PROBLEM 1:
Please list every line in the rows below that contains the word "tree".

SOURCE EXTRACT:
I've got an Eheim Pro II with a drilled intake and outlet on opposite sides of the tank about 3 inches down from the surface. The Eheim moves about 300 gallons an hour. I supplement that with a small 75 gph circulation pump that is at the same level as the intake and the outflow from the filter. The affect is that if you were looking down at the top of the tank you would notice a nice counter clockwise flow within the tank.

----------

gonzo.pete,

It's not entirely algae free. I've got a small outbreak of bba that I'm working on with water changes, floating plants, Siamese Algae Eaters, fancy guppies (yes, they seem to eat bba) and I'm using a hypo to dose small amounts of Excel directly onto the affected areas. I've pretty much got it in check at this point and I'm not seeing any new bba.

A huge huge help to keeping the algae down has been the floating plants.









I'm using Salvinia and Red Root floaters. The tank also has about 20 - 30 cherry shrimp , 4 different types of snails (many), 5 SAE's, an insane pack of 4 Coreys and about 30 fancy guppies (more seem to be arriving every week).


----------



## lauraleellbp

Looks Awesome!:fish: 

So nice to see such lush growth in a low tech tank :thumbsup: 

The Red root floater is looking beautiful- I hope mine does 1/2 as good a job as yours seems to be.


----------



## erthlng

LauraLee,

Thank you. It's a work in progress.

I'm enjoying the continuous balancing act that seems to take place between lighting and water and temp and fish and plants. Getting it stable, growing and mostly algae free would be fantastic. I hope I'm close to that. 

What I've got so far would not have been possible without all the information I've been able to gather from this forum.


----------



## erthlng

So I get back from a 3 day trip and while I was away my son and wife were taking care of the 125g. I could not believe how fast the Salvinia and the Red Root floaters had grown. It now completely covers the top of the tank. I've got almost 3 wpg of light going now and it's barely getting through the floaters. The bba I mentioned before is almost gone. The tank looks great






























Anyone want some extremely healthy Salvinia? drop me a pm. I've got to thin the surface out a bit


----------



## mizu-chan

This is really great. Especially since it's low tech. 
Beautiful!

EXCERPTED DATA:

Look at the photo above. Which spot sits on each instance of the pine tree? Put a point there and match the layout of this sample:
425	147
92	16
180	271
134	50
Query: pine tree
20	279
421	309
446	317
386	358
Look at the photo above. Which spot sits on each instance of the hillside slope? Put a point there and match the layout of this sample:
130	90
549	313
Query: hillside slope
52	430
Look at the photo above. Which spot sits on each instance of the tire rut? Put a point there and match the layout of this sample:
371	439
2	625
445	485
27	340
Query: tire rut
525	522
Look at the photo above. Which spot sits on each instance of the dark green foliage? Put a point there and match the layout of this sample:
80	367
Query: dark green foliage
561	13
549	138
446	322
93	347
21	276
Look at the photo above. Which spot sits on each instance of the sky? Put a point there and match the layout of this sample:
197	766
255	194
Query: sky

---

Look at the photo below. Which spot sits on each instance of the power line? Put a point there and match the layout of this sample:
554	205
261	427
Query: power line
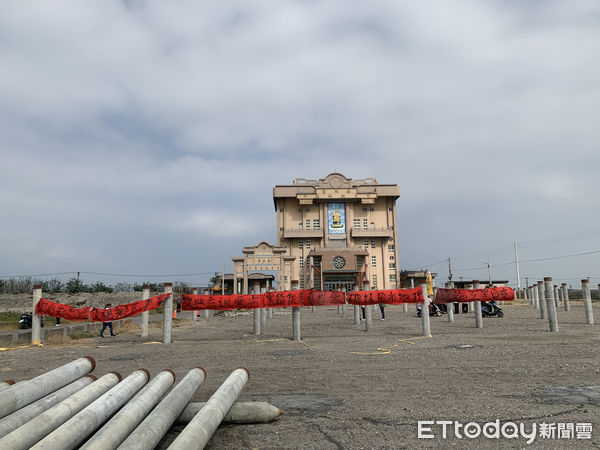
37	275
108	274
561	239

...

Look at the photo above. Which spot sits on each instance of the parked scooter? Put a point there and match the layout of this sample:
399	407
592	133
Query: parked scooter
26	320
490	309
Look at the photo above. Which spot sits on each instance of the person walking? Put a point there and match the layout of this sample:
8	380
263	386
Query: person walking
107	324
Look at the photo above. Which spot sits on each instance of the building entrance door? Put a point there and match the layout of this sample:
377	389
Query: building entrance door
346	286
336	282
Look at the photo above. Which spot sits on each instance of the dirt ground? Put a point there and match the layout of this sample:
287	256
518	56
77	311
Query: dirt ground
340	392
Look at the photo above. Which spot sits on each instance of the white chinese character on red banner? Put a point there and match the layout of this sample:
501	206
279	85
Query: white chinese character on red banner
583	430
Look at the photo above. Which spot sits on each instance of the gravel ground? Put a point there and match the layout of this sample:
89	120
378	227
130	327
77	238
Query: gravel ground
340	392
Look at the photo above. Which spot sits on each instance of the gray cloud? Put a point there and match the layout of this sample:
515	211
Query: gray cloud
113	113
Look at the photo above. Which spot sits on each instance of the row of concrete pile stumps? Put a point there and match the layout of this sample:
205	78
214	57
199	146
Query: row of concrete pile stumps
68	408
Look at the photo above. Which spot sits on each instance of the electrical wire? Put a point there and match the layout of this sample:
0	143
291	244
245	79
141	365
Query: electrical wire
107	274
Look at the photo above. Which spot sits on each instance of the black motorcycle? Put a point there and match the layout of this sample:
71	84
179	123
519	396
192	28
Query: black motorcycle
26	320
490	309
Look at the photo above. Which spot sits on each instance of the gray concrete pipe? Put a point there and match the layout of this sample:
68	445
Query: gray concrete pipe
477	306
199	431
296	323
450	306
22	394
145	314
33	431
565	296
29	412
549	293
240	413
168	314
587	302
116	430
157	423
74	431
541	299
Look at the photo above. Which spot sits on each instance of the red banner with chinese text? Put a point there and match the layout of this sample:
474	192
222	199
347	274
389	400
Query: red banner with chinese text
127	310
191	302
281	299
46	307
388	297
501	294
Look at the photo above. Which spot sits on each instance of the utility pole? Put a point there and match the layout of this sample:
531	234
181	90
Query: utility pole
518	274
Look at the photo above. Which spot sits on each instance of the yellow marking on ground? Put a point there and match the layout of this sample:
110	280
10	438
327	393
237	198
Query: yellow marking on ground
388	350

PROBLEM 2:
Reproduce the stretch of the aquarium thread above from "So nice to see" through "seems to be.".

WRITTEN SOLUTION 1:
Look at the photo above. Which spot sits on each instance of the pine tree? Put a point there and match the layout of this sample:
Query: pine tree

WRITTEN SOLUTION 2:
So nice to see such lush growth in a low tech tank :thumbsup: 

The Red root floater is looking beautiful- I hope mine does 1/2 as good a job as yours seems to be.